Your assignment: Please copy each line of the listing below precisely, excluding the images.

Dataset content:
------------------------------------

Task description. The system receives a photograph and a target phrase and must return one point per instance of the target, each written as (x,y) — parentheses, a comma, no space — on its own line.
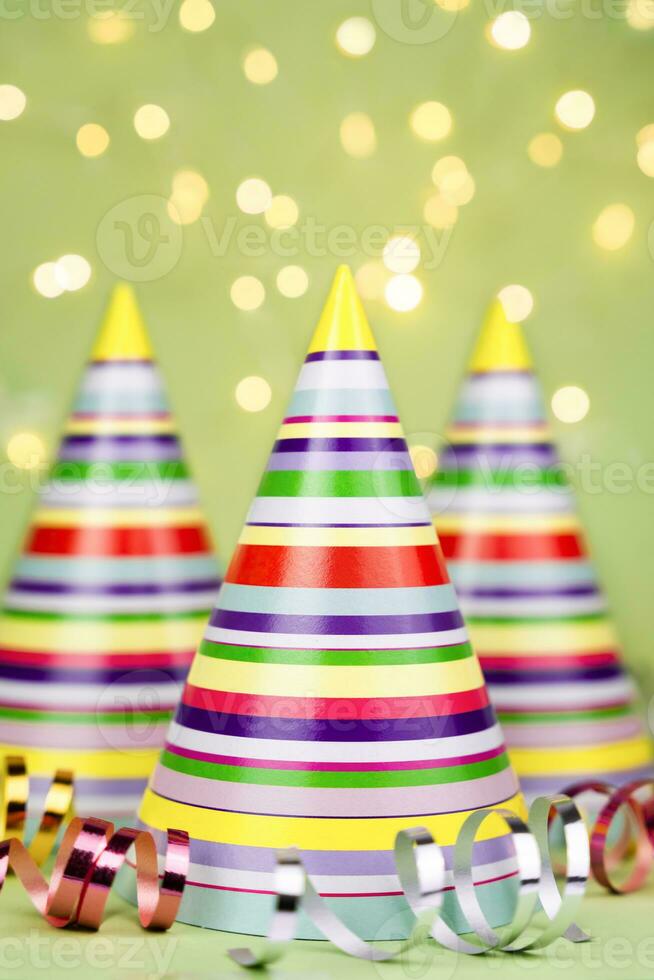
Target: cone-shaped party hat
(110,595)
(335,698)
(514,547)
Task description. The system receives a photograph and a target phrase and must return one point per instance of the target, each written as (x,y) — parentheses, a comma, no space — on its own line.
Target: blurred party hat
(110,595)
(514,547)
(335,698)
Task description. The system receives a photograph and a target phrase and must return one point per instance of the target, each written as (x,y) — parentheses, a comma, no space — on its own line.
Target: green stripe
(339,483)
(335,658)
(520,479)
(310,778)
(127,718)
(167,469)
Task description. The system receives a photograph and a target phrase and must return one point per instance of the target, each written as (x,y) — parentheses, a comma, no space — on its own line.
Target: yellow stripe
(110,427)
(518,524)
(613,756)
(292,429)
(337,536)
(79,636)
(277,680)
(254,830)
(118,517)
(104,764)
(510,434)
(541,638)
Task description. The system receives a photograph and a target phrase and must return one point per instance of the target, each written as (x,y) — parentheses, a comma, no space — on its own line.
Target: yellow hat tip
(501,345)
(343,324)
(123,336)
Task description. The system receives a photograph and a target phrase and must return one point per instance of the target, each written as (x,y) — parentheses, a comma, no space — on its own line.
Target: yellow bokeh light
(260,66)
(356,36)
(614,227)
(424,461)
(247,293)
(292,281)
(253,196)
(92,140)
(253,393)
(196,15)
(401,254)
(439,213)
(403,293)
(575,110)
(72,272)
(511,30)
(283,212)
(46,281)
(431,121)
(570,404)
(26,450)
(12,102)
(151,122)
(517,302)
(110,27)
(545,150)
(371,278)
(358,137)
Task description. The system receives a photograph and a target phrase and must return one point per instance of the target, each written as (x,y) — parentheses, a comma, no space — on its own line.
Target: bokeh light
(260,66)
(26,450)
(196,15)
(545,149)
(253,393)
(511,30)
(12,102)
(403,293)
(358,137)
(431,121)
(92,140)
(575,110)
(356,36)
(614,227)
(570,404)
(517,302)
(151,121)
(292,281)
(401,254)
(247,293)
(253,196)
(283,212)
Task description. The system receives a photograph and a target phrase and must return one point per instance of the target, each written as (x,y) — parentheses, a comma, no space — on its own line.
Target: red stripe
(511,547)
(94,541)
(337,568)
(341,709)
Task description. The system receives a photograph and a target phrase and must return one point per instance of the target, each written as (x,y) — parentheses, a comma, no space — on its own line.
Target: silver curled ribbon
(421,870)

------------------------------------

Written response:
Task description. The system receives a photograph and a target phrase and must return one point per instance of the target, each written as (x,y) — parentheses, a comma, no space — on its own line.
Target: cone-shaped party hat
(110,595)
(335,698)
(514,547)
Task description. The system receives a photograph and a target phrase and must return one point per instance of the target, each written as (x,y) — parentheses, a comma, no space — on its own line.
Target: blurred party hat
(110,595)
(514,547)
(335,698)
Task description. The system receives a photograph and a target phrase and must return one point per instance of the target, each written as (x,y) — parentheses, a comma, no space — on its own line.
Target: green stripe
(339,483)
(335,658)
(520,479)
(310,778)
(127,718)
(167,469)
Task description. The system receives a photograph and a target phrase and must return one point per instance of the target, each written as (x,y) — parentheses, a comma, no space — on its own line.
Target: yellow stripe
(110,427)
(518,524)
(613,756)
(292,429)
(337,536)
(79,636)
(277,680)
(254,830)
(118,517)
(104,764)
(510,434)
(541,638)
Task description. The system receives a photograph and a target phrase and must return one point per instance of the target, each written as (x,y) — parentheses, a comma, no space — on its own line.
Target: yellow hat tip
(501,345)
(343,324)
(123,336)
Task description. The system receives a photograph and a target phrase and must return one point per instance of the target, each written as (x,y) — parentheses, a comma, no space — on its own line.
Target: yellow bokeh light
(260,66)
(356,36)
(614,227)
(424,461)
(247,293)
(292,281)
(253,196)
(92,140)
(253,393)
(196,15)
(401,254)
(439,213)
(403,293)
(575,110)
(72,272)
(511,30)
(283,212)
(46,281)
(431,121)
(570,404)
(26,450)
(12,102)
(151,122)
(517,302)
(110,27)
(545,150)
(371,278)
(358,137)
Task description. The system receives a photograph and a target phrase and must return one point per instance of the target, each written as (x,y) — parentheses, a comma, no space — on its own line.
Target: bokeh light
(260,66)
(26,450)
(196,15)
(545,149)
(253,393)
(511,30)
(12,102)
(403,293)
(358,137)
(431,121)
(92,140)
(575,110)
(356,36)
(614,227)
(570,404)
(517,302)
(151,121)
(292,281)
(401,254)
(247,293)
(253,196)
(283,212)
Task description. The system receives a photograph and a target phrase and must return one point per instance of the target, each written as (x,y) — parentheses, a comma, no space — on its own line.
Target: red stripe
(511,547)
(94,541)
(337,568)
(341,709)
Task description. The system receives a photograph and a target phrase and must return one point per instance of the target, each written as (x,y) — parentheses, a comma, no space — on its own line.
Target: silver curled ribbon
(421,870)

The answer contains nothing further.